(Records from a collection)
# # # #

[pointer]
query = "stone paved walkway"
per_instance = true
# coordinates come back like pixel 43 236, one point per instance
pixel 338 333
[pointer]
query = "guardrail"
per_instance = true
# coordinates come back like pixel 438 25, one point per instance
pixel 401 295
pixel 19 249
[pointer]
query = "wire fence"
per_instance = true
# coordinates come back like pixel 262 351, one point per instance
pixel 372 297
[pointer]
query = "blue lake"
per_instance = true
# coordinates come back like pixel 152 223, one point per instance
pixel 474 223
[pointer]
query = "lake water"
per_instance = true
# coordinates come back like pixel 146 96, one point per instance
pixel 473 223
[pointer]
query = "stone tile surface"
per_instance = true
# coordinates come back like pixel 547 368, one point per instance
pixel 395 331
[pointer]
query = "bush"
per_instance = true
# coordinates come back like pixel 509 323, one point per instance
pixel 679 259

# # # #

▶ [Stated goal]:
Retype every line of the entries above, character for character.

▶ [Written response]:
[pointer]
query = "stone paved walkway"
per_instance = true
# coordinates come back like pixel 43 236, one point per instance
pixel 338 333
[pointer]
query = "guardrail"
per_instance = true
# coordinates come back like pixel 438 25, one point per instance
pixel 401 295
pixel 19 249
[pointer]
query = "wire fence"
per_instance = true
# coordinates come back like pixel 262 351, one point per instance
pixel 372 297
[pointer]
query = "blue lake"
per_instance = true
# coordinates come back like pixel 152 223, one point per instance
pixel 474 223
[pointer]
query = "lake water"
per_instance = true
# coordinates come back like pixel 146 96, one point per instance
pixel 473 223
[pointer]
query = "stone tile surface"
per_instance = true
# coordinates come back like pixel 547 368, one point per instance
pixel 395 331
[pointer]
query = "bush"
per_instance = true
# coordinates come back like pixel 509 323, one point per instance
pixel 679 259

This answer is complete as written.